§ **Work item**:
Identify every line in the records below that contains the word "surface", and reproduce each one.

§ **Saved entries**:

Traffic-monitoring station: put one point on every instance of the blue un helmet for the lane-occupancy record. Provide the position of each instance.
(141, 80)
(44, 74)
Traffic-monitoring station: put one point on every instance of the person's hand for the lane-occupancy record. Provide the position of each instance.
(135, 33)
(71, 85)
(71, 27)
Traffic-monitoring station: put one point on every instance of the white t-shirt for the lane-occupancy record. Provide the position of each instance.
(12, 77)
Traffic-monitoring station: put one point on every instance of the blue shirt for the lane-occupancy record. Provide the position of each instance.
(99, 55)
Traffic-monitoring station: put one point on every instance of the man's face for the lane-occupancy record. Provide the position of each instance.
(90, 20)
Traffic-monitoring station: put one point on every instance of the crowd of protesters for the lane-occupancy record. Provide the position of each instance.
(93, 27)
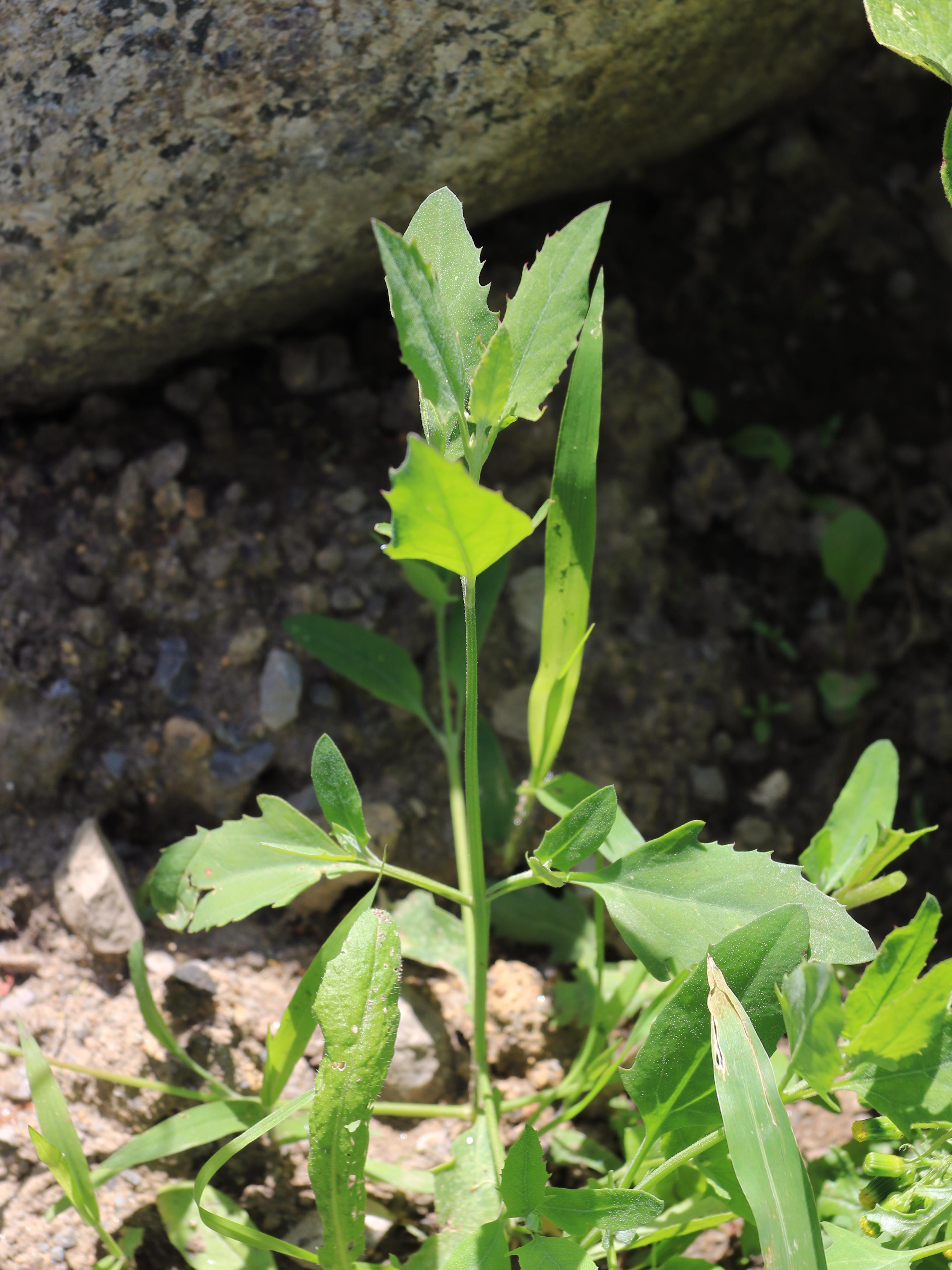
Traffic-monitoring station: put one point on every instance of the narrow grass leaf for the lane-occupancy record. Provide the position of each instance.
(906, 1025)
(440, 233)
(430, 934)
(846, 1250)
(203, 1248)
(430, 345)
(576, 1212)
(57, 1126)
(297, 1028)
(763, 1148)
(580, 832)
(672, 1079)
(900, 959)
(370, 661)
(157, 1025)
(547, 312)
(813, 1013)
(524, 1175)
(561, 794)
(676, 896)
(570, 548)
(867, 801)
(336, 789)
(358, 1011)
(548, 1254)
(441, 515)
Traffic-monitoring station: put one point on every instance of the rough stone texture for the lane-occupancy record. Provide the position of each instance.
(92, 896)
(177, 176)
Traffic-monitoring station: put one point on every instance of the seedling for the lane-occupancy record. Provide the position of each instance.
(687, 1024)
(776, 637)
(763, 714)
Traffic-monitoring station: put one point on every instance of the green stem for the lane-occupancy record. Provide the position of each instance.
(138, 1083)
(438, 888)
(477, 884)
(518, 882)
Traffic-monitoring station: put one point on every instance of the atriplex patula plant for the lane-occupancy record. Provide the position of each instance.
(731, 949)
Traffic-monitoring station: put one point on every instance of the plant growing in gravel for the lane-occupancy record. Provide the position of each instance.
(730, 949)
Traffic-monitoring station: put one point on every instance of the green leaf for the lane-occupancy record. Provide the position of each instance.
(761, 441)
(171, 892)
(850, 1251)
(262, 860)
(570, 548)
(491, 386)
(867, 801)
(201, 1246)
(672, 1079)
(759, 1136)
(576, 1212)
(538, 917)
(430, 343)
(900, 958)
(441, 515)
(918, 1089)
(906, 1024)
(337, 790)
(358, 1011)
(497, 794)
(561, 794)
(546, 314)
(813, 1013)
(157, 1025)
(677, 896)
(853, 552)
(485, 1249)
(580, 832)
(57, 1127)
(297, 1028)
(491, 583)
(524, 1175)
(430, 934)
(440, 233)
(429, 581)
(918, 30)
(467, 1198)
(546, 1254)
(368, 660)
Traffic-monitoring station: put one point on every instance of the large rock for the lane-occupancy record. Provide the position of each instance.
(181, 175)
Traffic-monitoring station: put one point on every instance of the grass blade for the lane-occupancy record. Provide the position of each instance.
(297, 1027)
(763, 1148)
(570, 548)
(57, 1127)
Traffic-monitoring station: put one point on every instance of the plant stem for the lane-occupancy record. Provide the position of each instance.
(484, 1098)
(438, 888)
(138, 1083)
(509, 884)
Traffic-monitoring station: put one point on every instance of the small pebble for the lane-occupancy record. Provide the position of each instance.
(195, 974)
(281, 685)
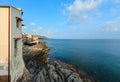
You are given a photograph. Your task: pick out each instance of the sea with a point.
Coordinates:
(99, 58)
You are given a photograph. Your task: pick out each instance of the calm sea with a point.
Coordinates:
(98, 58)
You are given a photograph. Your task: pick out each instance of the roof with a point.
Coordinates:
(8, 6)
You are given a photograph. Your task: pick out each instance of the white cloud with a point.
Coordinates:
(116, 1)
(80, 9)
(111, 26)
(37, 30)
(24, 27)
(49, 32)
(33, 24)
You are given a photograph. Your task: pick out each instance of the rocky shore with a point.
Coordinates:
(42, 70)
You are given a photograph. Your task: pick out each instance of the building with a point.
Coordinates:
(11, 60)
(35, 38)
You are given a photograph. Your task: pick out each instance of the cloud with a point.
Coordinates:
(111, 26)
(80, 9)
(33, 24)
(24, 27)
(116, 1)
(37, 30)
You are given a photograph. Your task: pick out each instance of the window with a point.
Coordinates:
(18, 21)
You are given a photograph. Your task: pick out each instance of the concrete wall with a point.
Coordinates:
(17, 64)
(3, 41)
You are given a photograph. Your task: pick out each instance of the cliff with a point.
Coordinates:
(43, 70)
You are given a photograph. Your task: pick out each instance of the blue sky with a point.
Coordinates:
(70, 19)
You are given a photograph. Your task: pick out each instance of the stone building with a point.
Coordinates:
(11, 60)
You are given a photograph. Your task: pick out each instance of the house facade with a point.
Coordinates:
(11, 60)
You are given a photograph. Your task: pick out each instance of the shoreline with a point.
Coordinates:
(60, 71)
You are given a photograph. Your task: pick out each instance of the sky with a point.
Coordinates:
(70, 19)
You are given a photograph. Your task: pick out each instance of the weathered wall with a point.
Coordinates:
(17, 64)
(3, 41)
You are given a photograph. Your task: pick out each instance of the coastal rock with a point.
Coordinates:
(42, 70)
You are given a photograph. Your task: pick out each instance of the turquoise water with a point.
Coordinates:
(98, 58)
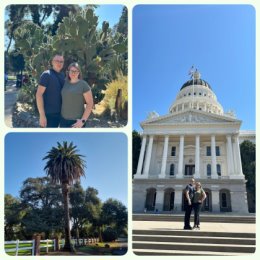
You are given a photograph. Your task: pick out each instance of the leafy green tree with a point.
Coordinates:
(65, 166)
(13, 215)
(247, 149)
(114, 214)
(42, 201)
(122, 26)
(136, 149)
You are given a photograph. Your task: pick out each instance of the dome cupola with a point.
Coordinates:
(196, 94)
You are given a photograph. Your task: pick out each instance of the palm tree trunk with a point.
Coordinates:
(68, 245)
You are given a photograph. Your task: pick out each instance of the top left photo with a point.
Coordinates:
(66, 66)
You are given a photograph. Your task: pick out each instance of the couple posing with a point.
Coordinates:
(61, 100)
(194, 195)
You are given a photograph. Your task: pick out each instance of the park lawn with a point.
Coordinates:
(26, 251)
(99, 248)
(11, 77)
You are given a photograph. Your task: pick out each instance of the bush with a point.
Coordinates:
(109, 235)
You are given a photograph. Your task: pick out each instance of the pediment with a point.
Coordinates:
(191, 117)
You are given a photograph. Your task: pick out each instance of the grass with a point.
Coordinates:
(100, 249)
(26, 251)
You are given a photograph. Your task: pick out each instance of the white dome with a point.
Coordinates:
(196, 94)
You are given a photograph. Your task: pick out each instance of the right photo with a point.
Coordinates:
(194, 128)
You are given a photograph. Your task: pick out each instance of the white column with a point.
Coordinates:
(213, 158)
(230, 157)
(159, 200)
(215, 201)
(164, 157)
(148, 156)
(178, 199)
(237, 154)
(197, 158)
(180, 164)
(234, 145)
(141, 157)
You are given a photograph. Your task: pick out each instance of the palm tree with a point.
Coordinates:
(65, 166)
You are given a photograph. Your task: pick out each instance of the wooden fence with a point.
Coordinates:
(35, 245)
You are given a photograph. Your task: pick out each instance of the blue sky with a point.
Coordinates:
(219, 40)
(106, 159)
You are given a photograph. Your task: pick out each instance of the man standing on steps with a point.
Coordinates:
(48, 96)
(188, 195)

...

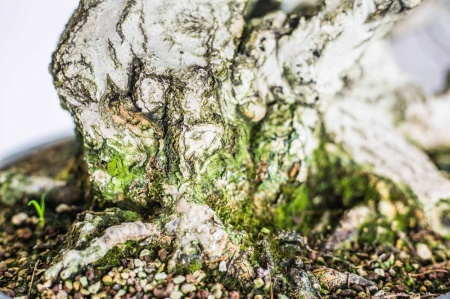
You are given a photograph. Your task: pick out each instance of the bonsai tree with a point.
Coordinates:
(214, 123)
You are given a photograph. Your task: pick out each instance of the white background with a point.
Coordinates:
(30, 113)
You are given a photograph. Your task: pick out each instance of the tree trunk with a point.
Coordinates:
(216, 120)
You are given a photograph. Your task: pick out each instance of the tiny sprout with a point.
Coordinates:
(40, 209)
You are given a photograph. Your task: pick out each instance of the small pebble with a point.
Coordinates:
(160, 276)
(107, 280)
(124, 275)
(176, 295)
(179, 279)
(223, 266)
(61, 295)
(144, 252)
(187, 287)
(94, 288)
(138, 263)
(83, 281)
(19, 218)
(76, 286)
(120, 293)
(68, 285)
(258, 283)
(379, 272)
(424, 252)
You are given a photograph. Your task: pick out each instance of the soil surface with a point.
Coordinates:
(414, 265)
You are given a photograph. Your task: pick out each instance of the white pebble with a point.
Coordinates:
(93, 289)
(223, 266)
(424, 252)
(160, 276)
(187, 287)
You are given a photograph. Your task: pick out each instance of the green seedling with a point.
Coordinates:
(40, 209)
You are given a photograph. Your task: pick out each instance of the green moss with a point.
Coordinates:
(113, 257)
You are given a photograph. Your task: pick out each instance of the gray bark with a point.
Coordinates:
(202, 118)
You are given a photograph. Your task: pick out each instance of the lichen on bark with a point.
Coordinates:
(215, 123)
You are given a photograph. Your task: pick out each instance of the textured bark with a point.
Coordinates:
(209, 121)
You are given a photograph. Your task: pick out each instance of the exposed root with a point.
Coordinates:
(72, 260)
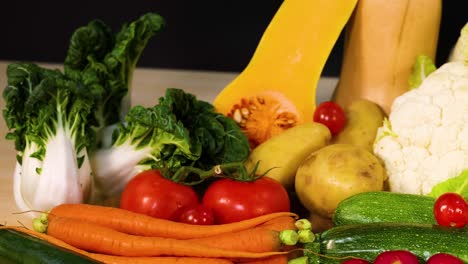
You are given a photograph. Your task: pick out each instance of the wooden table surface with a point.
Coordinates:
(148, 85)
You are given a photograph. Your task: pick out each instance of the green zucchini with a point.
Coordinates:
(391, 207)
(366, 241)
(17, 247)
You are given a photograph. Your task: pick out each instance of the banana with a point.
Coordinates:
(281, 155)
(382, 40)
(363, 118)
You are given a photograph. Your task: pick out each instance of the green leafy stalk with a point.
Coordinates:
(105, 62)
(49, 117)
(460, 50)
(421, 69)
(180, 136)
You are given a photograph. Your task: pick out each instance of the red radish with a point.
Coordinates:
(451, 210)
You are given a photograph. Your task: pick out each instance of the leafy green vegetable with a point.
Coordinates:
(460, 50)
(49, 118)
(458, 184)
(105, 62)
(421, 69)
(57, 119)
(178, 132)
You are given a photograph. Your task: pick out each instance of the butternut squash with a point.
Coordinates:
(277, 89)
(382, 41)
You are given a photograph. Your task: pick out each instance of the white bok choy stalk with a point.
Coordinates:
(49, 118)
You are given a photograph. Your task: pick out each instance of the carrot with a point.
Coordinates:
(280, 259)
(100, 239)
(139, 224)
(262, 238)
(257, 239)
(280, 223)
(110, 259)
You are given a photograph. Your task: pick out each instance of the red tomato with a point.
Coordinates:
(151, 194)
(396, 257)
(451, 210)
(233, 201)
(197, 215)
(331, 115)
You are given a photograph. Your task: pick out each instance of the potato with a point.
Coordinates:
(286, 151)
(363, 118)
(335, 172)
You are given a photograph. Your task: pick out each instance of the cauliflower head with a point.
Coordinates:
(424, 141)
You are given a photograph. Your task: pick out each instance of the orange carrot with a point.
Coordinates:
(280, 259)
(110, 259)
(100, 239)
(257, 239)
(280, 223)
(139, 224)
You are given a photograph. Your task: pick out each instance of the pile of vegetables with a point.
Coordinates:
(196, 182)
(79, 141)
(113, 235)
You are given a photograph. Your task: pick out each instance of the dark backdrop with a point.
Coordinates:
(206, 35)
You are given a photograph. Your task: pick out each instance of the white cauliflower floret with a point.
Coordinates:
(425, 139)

§ **Result for this exercise**:
You are given a photograph. Your task: pick out each instance of the soil surface with a point.
You are given a photograph. Your task: pick out each instance of the wooden table surface with a point.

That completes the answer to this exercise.